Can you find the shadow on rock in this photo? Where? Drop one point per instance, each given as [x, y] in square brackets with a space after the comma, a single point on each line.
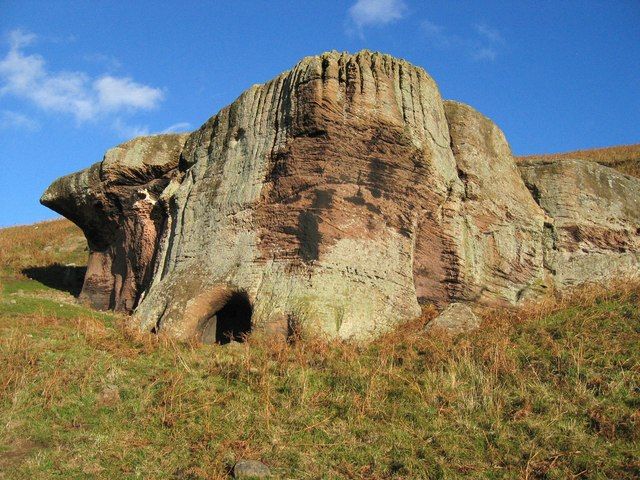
[67, 278]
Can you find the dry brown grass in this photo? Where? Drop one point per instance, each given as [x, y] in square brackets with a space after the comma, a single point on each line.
[625, 158]
[41, 244]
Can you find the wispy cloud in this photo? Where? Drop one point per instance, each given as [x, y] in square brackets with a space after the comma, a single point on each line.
[125, 130]
[491, 34]
[481, 43]
[177, 128]
[10, 119]
[368, 13]
[27, 77]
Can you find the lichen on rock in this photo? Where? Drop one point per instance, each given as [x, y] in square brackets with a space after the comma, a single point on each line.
[339, 197]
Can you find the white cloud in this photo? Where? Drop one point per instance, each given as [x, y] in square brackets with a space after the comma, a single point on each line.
[26, 76]
[129, 131]
[484, 53]
[118, 93]
[491, 34]
[177, 128]
[9, 119]
[479, 46]
[376, 12]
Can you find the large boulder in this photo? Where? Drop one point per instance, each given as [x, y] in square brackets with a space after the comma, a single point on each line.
[339, 197]
[114, 202]
[498, 227]
[593, 231]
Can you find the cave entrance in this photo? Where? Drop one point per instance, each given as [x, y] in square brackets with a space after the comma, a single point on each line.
[231, 323]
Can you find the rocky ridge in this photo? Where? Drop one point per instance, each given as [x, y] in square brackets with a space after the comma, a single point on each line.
[340, 197]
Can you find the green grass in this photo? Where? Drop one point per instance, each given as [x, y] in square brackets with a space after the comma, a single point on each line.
[550, 391]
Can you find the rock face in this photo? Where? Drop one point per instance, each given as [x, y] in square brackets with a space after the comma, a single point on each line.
[114, 202]
[593, 233]
[338, 197]
[456, 318]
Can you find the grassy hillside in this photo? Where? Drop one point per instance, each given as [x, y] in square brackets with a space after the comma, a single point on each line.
[625, 158]
[551, 391]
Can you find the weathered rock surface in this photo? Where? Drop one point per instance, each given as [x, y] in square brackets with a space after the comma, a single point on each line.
[456, 318]
[593, 233]
[338, 198]
[114, 202]
[498, 225]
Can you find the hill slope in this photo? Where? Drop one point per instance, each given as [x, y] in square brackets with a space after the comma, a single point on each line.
[551, 391]
[625, 158]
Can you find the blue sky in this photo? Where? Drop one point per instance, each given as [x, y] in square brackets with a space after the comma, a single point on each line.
[77, 78]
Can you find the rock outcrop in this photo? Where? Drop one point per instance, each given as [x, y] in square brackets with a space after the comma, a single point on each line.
[338, 197]
[593, 231]
[456, 318]
[114, 202]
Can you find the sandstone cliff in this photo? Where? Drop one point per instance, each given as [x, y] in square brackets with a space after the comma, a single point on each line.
[340, 196]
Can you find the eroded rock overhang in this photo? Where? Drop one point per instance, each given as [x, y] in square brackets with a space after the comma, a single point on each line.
[342, 196]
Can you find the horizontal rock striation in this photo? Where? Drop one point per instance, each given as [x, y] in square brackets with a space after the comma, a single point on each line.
[339, 197]
[593, 233]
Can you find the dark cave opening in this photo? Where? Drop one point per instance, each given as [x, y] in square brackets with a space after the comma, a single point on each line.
[231, 323]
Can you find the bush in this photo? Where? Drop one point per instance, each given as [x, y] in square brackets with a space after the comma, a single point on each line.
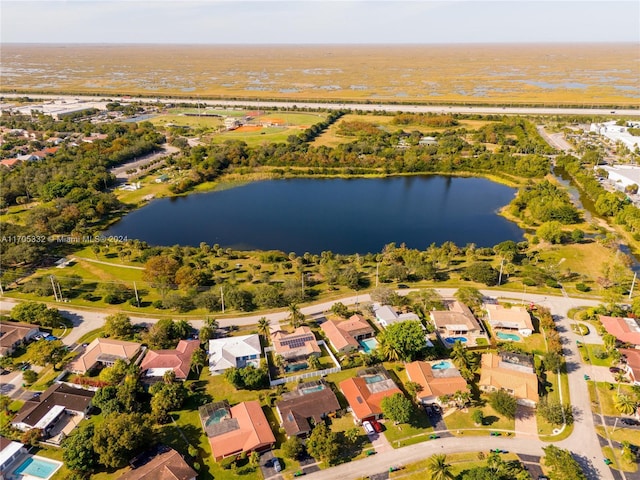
[581, 287]
[503, 403]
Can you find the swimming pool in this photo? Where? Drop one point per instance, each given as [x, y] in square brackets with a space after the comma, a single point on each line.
[317, 388]
[443, 365]
[294, 367]
[508, 336]
[217, 416]
[36, 467]
[368, 344]
[374, 378]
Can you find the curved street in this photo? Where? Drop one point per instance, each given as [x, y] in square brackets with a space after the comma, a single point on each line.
[583, 441]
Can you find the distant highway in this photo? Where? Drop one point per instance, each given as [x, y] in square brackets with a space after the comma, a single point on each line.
[487, 110]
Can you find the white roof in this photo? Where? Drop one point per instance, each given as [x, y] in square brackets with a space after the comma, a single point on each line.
[49, 417]
[223, 350]
[8, 452]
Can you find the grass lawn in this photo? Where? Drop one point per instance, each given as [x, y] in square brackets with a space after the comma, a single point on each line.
[461, 420]
[458, 461]
[606, 397]
[619, 463]
[619, 434]
[589, 352]
[416, 431]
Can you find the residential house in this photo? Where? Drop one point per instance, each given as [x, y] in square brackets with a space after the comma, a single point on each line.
[626, 330]
[56, 411]
[162, 463]
[511, 319]
[237, 352]
[387, 315]
[306, 406]
[345, 336]
[457, 323]
[157, 362]
[104, 352]
[234, 430]
[366, 391]
[10, 162]
[10, 451]
[512, 373]
[437, 380]
[14, 334]
[632, 367]
[298, 345]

----------

WHAT NEEDS TO BE DONE: Please repeat all of the lines above word for word, leaving out the pictures.

TASK SOLUTION:
Can you find the shadow on rock in this photo? Where? Drop one point per instance, each given as [x, y] in square brackets with a space after the comma, a single point on each line.
[67, 278]
Can you find the dry brown grass in this photo? Where? Drop one point per instance, each given as [x, y] in square brackets with a space after the comma, a single point on each line.
[625, 158]
[41, 244]
Can you find the wispy cloud in this photo? Where? Drop one point per instance, each given as [x, y] in square brackets with a space after the comma, a single point on each line.
[125, 130]
[491, 34]
[481, 43]
[177, 128]
[10, 119]
[368, 13]
[27, 77]
Can you find the lichen on rock in this photo? Where? Drop one point per instance, each given as [x, y] in square brackets with a space after the comma, a single point on each line.
[339, 197]
Can you find the white cloud in this photo? Where? Drop one point per instance, each given as [x, y] in square brackets with a space after the comma, a single point on each line.
[26, 76]
[129, 131]
[484, 53]
[118, 93]
[491, 34]
[177, 128]
[9, 119]
[479, 46]
[376, 12]
Can you find the large boulder in this photo? Where? Drop one point per instance, each given as [x, y] in square brackets with a space after the comma, a single point on each line.
[339, 197]
[114, 202]
[498, 227]
[593, 231]
Can you find the cave entrance in this photo? Where? Drop one point per instance, each given as [x, y] in square brackets with a space after the comma, a single point on each line.
[231, 323]
Can you find the rocky ridge in this photo? Where? Drop one point per instance, each given as [x, y] in square brackets with a space after the comma, a single point on each line.
[340, 197]
Can you find the green grass in this photo? Where? Drop one point per instance, each given as [x, y] in square brackets with a space after the comma, a single point on each line.
[550, 391]
Can you find the rock face in this photo? Where? Drop one point per instance, each given as [x, y] in square brackets with a space after the comma, a single point on each line.
[114, 202]
[593, 233]
[338, 197]
[456, 318]
Can you find the grassy hillside in this photo? Where? Drop one point per instance, each given as [x, y] in square brackets with a space after the comma, a single point on each line.
[625, 158]
[551, 391]
Can you find the weathered rock surface in this photo? Where? Drop one point per instance, each given as [x, y] in square brackets with a space after the comma, a single point on each line.
[456, 318]
[593, 233]
[338, 198]
[114, 202]
[498, 225]
Can you find the hill slope in this photo? Where? Drop one point per instance, each given as [x, y] in square brackets with a space after the comma, a single point on each line.
[551, 391]
[625, 158]
Can you find the blue sky in this photo? Where? Drop one point per instance, each given as [x, y] in square brackets with a space after the comma, a single point on each line.
[77, 78]
Can you find the rock outcrop in this photo? Where? Drop one point per instance, each given as [x, y] in square brackets with a space after the comma, a single point on each line.
[338, 197]
[593, 231]
[456, 318]
[114, 202]
Can you find the sandstone cliff in this photo? Where? Drop one point per instance, each given as [x, y] in square brackets with a space after the comma, a single point on each line.
[340, 196]
Can you find the eroded rock overhang in this photo? Where? Drop one point per instance, each given as [x, y] in square brackets with a space after the comma, a single point on each line.
[342, 196]
Can you find the horizontal rock striation in this photo? Where? Drop one point per instance, each given as [x, y] in square brackets with a space after the comma, a single point on each line.
[339, 197]
[593, 233]
Can you find the dark cave opening in this photo? Where? Drop one point per instance, each given as [x, y] in square brackets with a space after the comma, a single point on each line.
[231, 323]
Can you find the bush in this photo? Where? Drop one point per instance, each given as [x, y] in square brackets with a space after the comma, a single point on each line.
[581, 287]
[503, 403]
Can you find the swimming pool in this photo? Where? Drop one point per instance, each given as [x, y] in square brackets with a space after the comma, a single point on each line.
[317, 388]
[443, 365]
[294, 367]
[508, 336]
[217, 416]
[36, 467]
[368, 344]
[374, 378]
Can you find the curved street in this photo? Where? Drop one point per instance, each given as [x, y] in square brackets with a space after the comma, a single point on each line.
[583, 441]
Can you find the distant highway in this photo? Where? Drop one point per instance, each given as [x, y] in square brackets with a space after the comma, a single point on each line.
[487, 110]
Can you find the white roof in this photo? Where? Drop one point per instance, each given as [x, y] in square brackets with a space after the comma, a single point on each line.
[49, 417]
[223, 350]
[8, 452]
Can you find the grass lawn in this photo? Where? Drop one point per instance, each given as [x, y] in square brackets with a space after the comma, a single point on each line.
[461, 420]
[458, 461]
[606, 397]
[619, 463]
[619, 434]
[589, 352]
[416, 431]
Can you find the residential house in this photo? Where? Drop one point per instance, each given as [x, y] in square brackets with a space after the comma, a single point on each line.
[626, 330]
[56, 411]
[162, 463]
[511, 319]
[237, 352]
[387, 315]
[306, 406]
[345, 336]
[457, 323]
[157, 362]
[104, 352]
[234, 430]
[366, 391]
[10, 162]
[10, 451]
[512, 373]
[437, 380]
[14, 334]
[632, 367]
[298, 345]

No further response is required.